■ **REQUIREMENT A**
Retype the rows below, starting with the line containing "Would you mind spotting the yellow flower" and ending with the line containing "<point>396,154</point>", with both of those lines included.

■ **SELECTED TEXT**
Structure of the Ti–5Al–5Mo–5V–3Cr alloy cooled after holding at 1000°C for 2 h: (a) in water, and (b, c) in air.
The analysis of the TEM data (Fig. 6) confirmed the XRD data, which indicated that there is only a β‑solid solution with a bcc lattice in the alloys cooled both in water and in air. Upon cooling in water, rather uniformly distributed single dislocations in the form of loops and a small number of dislocation clusters in the form of “bands” are observed in the β matrix (Fig. 6a), whereas, when cooled in air, the number of dislocation pileups of this form increases sharply and many bands intersect with each other (Fig. 6b, 6c). A specific feature of the electron diffraction patterns taken from such regions was the presence of diffuse scattering, which was seen in the form of streaks oriented along the directions 〈112〉β (Fig 6c). According to [18, 19], the observed configuration of streaks is associated with the appearance of a short-range order in atomic displacements in the β matrix leading to the formation of atomic configurations whose symmetry is characteristic of the hcp lattice of the α precipitates.
The average hardness values almost do not change after the different quenching modes and are ~31–32 HRC that are typical of the Ti–5Al–5Mo–5V–3Cr alloy quenched from the β field [12].
The comparison of the presented data obtained by various methods of the structural and chemical analysis shows that the fixed precipitates have a bcc lattice, i.e., are isostructural to the β matrix, but are enriched in the alloying elements (Al, Mo, Cr). On this basis we believe that these precipitates represent a new isostructural phase based on the β solid solution that appeared as a result of its decomposition with respect to the alloying elements upon the mild quenching in air. The decomposition process occurs more actively at higher heating temperatures in the β region. As an explanation, we propose the following. The increase of the temperature of heating for quenching, as is known [20], promotes the formation of a larger number of the equilibrium vacancies in the alloy, which activates the development of diffusion processes of decomposition of the β solid solution upon cooling, providing the formation of a larger volume fraction of precipitates (Fig. 2b). Because of the determining role of vacancies in the formation of precipitates, they are practically absent near the grain boundaries, which serve as efficient sinks for vacancies (Fig. 1d).

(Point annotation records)
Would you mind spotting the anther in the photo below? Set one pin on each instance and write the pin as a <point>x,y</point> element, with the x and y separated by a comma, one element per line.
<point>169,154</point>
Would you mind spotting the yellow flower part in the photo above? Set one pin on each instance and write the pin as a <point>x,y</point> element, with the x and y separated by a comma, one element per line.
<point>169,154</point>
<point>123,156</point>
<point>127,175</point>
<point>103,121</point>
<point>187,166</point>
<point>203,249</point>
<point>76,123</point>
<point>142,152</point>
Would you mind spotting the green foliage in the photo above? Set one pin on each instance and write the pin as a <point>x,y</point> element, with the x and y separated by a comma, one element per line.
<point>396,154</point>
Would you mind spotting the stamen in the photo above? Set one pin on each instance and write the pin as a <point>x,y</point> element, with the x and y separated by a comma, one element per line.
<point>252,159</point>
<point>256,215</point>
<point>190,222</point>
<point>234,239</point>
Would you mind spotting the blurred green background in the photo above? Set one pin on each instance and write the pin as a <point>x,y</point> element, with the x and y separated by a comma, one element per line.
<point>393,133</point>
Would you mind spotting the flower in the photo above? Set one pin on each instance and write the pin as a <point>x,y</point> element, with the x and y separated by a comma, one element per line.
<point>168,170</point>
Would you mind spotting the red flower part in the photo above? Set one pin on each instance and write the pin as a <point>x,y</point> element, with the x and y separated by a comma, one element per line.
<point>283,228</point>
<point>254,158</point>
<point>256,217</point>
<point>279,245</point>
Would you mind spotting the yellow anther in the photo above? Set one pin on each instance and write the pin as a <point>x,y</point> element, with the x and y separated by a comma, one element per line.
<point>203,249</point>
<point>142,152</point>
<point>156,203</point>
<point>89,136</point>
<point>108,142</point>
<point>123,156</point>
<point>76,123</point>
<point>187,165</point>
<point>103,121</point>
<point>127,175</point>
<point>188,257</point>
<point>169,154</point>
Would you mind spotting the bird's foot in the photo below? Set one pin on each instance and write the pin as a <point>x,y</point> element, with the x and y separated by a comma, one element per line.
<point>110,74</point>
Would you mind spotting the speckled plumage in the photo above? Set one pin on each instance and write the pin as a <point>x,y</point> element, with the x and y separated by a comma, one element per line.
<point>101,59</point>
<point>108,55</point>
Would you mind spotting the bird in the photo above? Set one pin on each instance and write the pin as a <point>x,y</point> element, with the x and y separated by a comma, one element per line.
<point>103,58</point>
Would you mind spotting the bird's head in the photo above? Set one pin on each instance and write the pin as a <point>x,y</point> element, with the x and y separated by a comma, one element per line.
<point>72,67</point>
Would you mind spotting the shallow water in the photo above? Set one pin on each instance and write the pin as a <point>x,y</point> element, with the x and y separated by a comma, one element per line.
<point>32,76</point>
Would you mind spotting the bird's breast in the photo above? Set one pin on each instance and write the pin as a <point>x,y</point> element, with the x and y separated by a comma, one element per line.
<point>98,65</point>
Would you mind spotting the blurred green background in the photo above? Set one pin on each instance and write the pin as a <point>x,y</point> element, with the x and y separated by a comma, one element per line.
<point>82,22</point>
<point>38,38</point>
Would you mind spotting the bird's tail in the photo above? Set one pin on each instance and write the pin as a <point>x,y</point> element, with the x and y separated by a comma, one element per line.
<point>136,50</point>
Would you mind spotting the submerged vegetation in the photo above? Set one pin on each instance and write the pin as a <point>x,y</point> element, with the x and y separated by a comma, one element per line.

■ **REQUIREMENT B**
Summarize the text on the Ti–5Al–5Mo–5V–3Cr alloy in three sentences.

■ **COMPLETE ANSWER A**
Would you mind spotting the yellow flower part in the photo above? Set one pin on each instance and write the pin as a <point>x,y</point> element, with the x and y separated by a comma, one element per line.
<point>169,154</point>
<point>123,156</point>
<point>127,175</point>
<point>103,121</point>
<point>187,166</point>
<point>203,249</point>
<point>76,123</point>
<point>142,152</point>
Would you mind spotting the green foliage in the photo above? Set one pin on each instance and write the pin as a <point>x,y</point> element, with the x and y separated by a comma, one element per line.
<point>396,154</point>

■ **COMPLETE ANSWER B**
TEM data confirm that the alloy cooled in either water or air contains only a β solid solution with a bcc lattice, but air cooling sharply increases the number of dislocation pileups, and the diffraction patterns show diffuse streaks along 〈112〉β. Average hardness stays at about 31–32 HRC regardless of the quenching mode. The authors conclude that the precipitates, which are bcc but enriched in Al, Mo, and Cr, form a new isostructural phase from decomposition of the β solid solution during air quenching, a process promoted by the larger number of vacancies at higher heating temperatures.